[Point localization data]
------------------------------------
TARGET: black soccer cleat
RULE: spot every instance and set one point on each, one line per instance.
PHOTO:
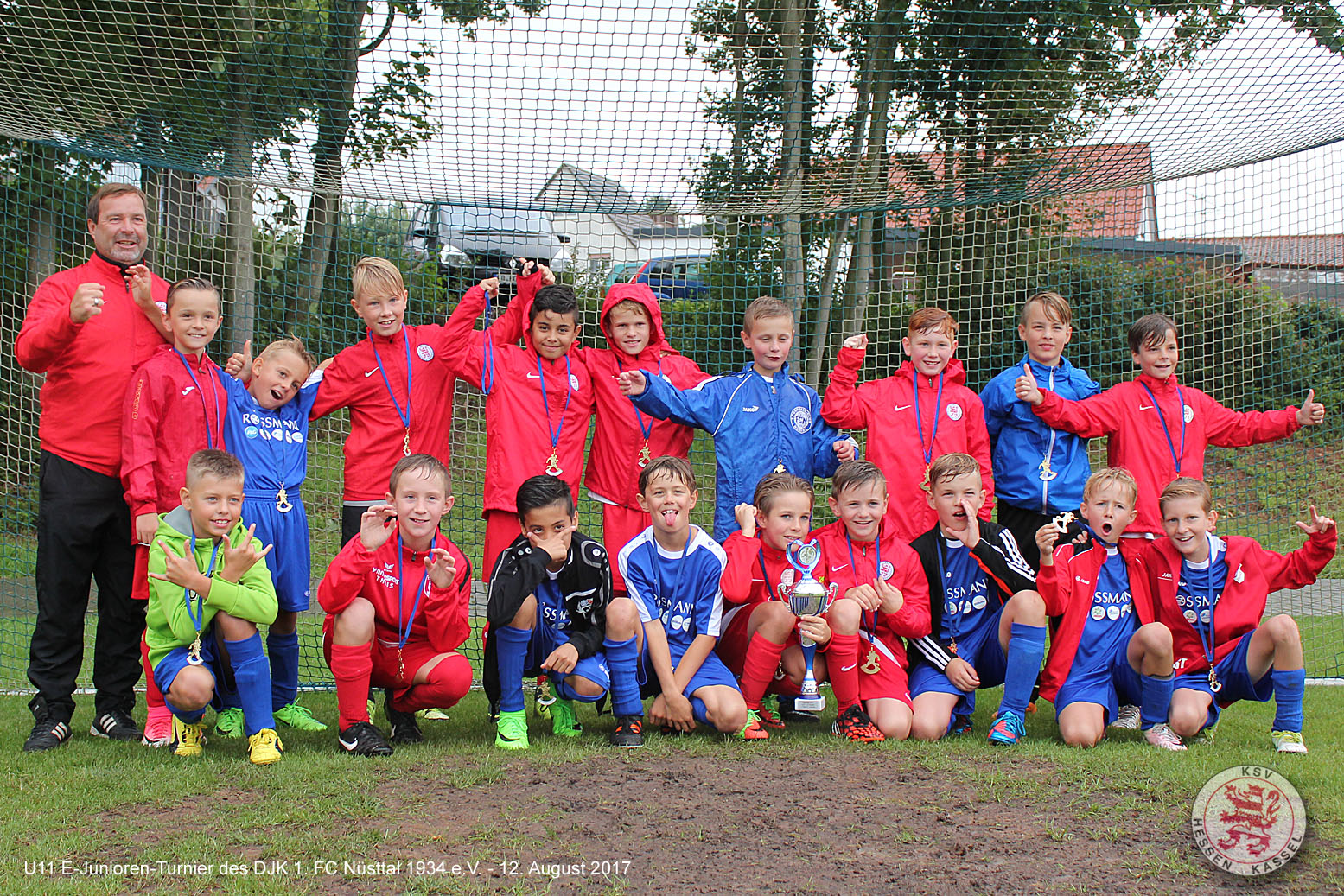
(365, 739)
(404, 728)
(46, 734)
(116, 726)
(629, 733)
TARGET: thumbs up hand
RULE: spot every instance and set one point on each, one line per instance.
(1026, 385)
(1312, 411)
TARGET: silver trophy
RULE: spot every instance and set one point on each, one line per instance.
(809, 598)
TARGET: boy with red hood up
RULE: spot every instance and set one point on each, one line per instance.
(625, 438)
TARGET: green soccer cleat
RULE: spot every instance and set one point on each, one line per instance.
(298, 717)
(511, 729)
(230, 723)
(564, 719)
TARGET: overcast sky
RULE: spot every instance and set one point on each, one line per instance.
(609, 86)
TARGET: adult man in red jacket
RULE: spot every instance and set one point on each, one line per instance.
(87, 328)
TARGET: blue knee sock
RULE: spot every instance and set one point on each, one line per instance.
(621, 658)
(252, 675)
(1290, 688)
(1156, 699)
(510, 658)
(1026, 651)
(283, 651)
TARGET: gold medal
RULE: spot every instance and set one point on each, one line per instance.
(872, 664)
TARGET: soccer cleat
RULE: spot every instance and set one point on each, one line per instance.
(298, 717)
(1288, 740)
(629, 733)
(855, 724)
(564, 721)
(48, 733)
(511, 729)
(769, 712)
(753, 729)
(404, 728)
(1009, 728)
(265, 747)
(188, 738)
(229, 723)
(157, 727)
(363, 739)
(1126, 719)
(116, 726)
(1164, 738)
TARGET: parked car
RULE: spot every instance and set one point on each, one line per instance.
(622, 273)
(675, 277)
(472, 244)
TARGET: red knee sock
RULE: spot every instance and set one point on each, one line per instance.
(843, 670)
(758, 668)
(351, 666)
(448, 683)
(154, 697)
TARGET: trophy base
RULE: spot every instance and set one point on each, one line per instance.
(811, 704)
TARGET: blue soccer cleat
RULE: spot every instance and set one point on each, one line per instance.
(1009, 728)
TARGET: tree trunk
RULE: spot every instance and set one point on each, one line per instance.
(322, 219)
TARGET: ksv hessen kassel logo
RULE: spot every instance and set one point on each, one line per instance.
(1249, 820)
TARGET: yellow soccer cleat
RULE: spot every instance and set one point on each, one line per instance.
(265, 747)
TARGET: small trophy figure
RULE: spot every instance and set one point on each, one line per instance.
(809, 598)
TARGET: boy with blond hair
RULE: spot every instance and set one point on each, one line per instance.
(1039, 470)
(1211, 593)
(1105, 648)
(913, 416)
(1159, 429)
(764, 418)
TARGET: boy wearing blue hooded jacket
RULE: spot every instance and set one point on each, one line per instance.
(764, 419)
(1039, 472)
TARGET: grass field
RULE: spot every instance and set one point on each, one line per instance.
(803, 813)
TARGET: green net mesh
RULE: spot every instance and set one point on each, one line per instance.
(855, 157)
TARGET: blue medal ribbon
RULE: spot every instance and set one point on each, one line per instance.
(1162, 416)
(205, 409)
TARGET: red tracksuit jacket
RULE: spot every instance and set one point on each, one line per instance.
(615, 461)
(375, 441)
(1253, 573)
(169, 416)
(518, 430)
(443, 614)
(1137, 443)
(886, 410)
(900, 567)
(1067, 588)
(89, 365)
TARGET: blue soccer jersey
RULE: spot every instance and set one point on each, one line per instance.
(678, 588)
(271, 445)
(1111, 621)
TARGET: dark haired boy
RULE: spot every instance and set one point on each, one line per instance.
(174, 407)
(398, 607)
(551, 613)
(672, 571)
(538, 399)
(208, 590)
(988, 622)
(764, 418)
(1157, 428)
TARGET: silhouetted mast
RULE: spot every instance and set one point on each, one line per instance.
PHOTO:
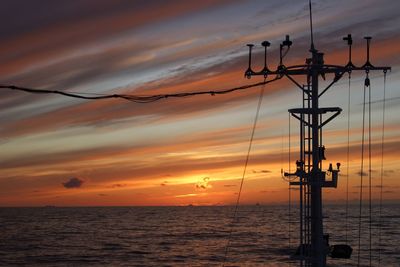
------------------------------------
• **Your goal**: From the data above, copy each line that has the string "jacket".

• **Exercise output**:
TARGET: adult man in red jacket
TARGET: boy wearing blue hooded jacket
TARGET: red tracksuit jacket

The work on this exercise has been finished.